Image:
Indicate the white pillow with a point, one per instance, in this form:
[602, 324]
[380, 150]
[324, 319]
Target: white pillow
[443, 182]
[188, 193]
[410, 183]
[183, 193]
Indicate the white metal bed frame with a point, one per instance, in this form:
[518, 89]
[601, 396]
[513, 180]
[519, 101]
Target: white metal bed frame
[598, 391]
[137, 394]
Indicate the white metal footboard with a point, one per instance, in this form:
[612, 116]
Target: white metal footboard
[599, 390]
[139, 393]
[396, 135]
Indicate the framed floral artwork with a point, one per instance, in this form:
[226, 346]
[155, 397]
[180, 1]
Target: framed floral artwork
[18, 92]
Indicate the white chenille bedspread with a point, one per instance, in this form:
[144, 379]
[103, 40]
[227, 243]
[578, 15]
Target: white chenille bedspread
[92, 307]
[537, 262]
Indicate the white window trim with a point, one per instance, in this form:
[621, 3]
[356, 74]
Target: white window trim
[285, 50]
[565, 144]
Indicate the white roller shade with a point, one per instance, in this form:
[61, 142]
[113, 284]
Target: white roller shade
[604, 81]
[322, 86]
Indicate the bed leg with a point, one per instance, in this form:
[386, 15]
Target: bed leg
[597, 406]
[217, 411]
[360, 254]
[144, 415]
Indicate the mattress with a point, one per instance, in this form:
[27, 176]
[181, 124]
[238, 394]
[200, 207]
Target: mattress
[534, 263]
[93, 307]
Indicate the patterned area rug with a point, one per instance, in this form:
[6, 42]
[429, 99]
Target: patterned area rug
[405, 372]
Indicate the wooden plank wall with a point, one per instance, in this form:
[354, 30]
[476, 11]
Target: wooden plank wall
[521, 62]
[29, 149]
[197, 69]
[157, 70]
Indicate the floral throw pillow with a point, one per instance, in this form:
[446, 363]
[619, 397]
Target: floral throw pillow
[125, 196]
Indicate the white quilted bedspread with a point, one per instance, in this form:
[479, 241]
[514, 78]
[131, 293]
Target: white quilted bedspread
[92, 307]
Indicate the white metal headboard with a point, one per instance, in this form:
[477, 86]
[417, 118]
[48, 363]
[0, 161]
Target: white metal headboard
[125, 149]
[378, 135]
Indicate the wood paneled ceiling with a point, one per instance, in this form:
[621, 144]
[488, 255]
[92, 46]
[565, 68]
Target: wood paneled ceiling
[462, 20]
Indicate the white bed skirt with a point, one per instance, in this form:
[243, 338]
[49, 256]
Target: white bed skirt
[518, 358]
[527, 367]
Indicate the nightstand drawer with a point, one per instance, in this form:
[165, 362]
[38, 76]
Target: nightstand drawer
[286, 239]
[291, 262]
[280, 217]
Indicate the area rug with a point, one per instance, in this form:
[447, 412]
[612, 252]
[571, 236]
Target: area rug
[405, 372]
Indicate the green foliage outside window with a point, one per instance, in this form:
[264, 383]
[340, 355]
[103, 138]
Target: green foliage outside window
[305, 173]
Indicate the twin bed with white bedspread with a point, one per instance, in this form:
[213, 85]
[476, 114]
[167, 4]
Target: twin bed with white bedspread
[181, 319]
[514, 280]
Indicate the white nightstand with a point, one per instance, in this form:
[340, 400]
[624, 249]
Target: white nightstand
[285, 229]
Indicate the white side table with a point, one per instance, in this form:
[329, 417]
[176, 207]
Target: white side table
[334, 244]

WORK REQUIRED ▸
Take the data above and return it exactly.

TASK RESPONSE ▸
Image:
Indicate the white pillow with a point, one per instance, in this form:
[602, 324]
[380, 150]
[324, 319]
Target: white pillow
[443, 182]
[188, 193]
[410, 183]
[183, 193]
Indicate the white metal bed frame with a point, one per instance, in this form:
[518, 89]
[601, 396]
[513, 180]
[519, 101]
Target: white metal bed frame
[598, 391]
[137, 394]
Indicate the white metal footboard with a point, one per instance, in this form:
[612, 116]
Target: white metal footboard
[599, 390]
[139, 393]
[396, 135]
Indicate the framed floral artwork with a point, one per instance, in this form:
[226, 346]
[155, 397]
[180, 1]
Target: framed floral artwork
[18, 92]
Indicate the white chenille bedspread with a point, one per instance, in this form:
[144, 379]
[103, 40]
[227, 243]
[578, 15]
Target: white chenille bedspread
[92, 307]
[537, 262]
Indicate the white window trim with a point, one per instance, in this form:
[621, 3]
[356, 74]
Target: white window trim
[285, 50]
[565, 144]
Indicate the white roller shade with a point, one per instance, in this form:
[61, 142]
[113, 284]
Target: white roller shade
[604, 81]
[322, 86]
Indicate the bed leg with a point, one per instance, in this form:
[386, 15]
Target: bed leg
[597, 406]
[217, 411]
[360, 254]
[144, 415]
Indicate the mattress with a point, one per instance, in this form:
[27, 176]
[181, 124]
[238, 394]
[200, 207]
Target: mattress
[534, 263]
[93, 307]
Indicate the patterned area rug with a point, one per instance, in this form:
[6, 42]
[429, 99]
Target: patterned area rug
[405, 372]
Indicate the wooden plank wall with a point, one per instance, in this form:
[354, 30]
[476, 11]
Target: wooden plank wall
[521, 62]
[29, 149]
[197, 69]
[157, 70]
Indicate the floral throw pillow with a point, one per instance, in this form:
[446, 363]
[619, 397]
Target: floral throw pillow
[125, 196]
Indicate the white quilted bedspread with a point, one per instance, in this form:
[479, 241]
[514, 78]
[131, 293]
Target: white quilted bedspread
[92, 307]
Indicate the white metal headboard with a point, one per instance, in this form:
[477, 86]
[417, 118]
[48, 363]
[0, 161]
Target: white metal headboard
[125, 149]
[378, 135]
Indicate the wood paneled ceiling with a point, one per instance, in this form:
[621, 144]
[488, 255]
[92, 46]
[565, 68]
Target: wood paneled ceiling
[462, 20]
Indicate the white bed skirt with a point, one per instance, in this form:
[243, 338]
[49, 256]
Target: white bed skirt
[518, 358]
[527, 367]
Indicate the nightstand drawer with a point, one per instance, in this form:
[165, 362]
[38, 76]
Target: nightstand drawer
[286, 239]
[291, 262]
[280, 217]
Indicate the area rug with a point, one per instance, in this form:
[447, 412]
[612, 252]
[571, 236]
Target: area rug
[405, 372]
Indicate the green foliage outside window with a point, one per instance, in this form:
[264, 383]
[340, 355]
[103, 138]
Target: green foliage outside window
[305, 173]
Indicate the twin bed with white bedspread with a point, one per instance, in this form:
[213, 85]
[476, 114]
[167, 4]
Target: twin bed with white bedspread
[181, 319]
[514, 280]
Indicate the white nightstand with a point, one per instance, in this form:
[340, 400]
[624, 249]
Target: white nightstand
[285, 229]
Indicate the white side table with a point, one per instance, in this form:
[329, 417]
[176, 207]
Target: white side table
[334, 244]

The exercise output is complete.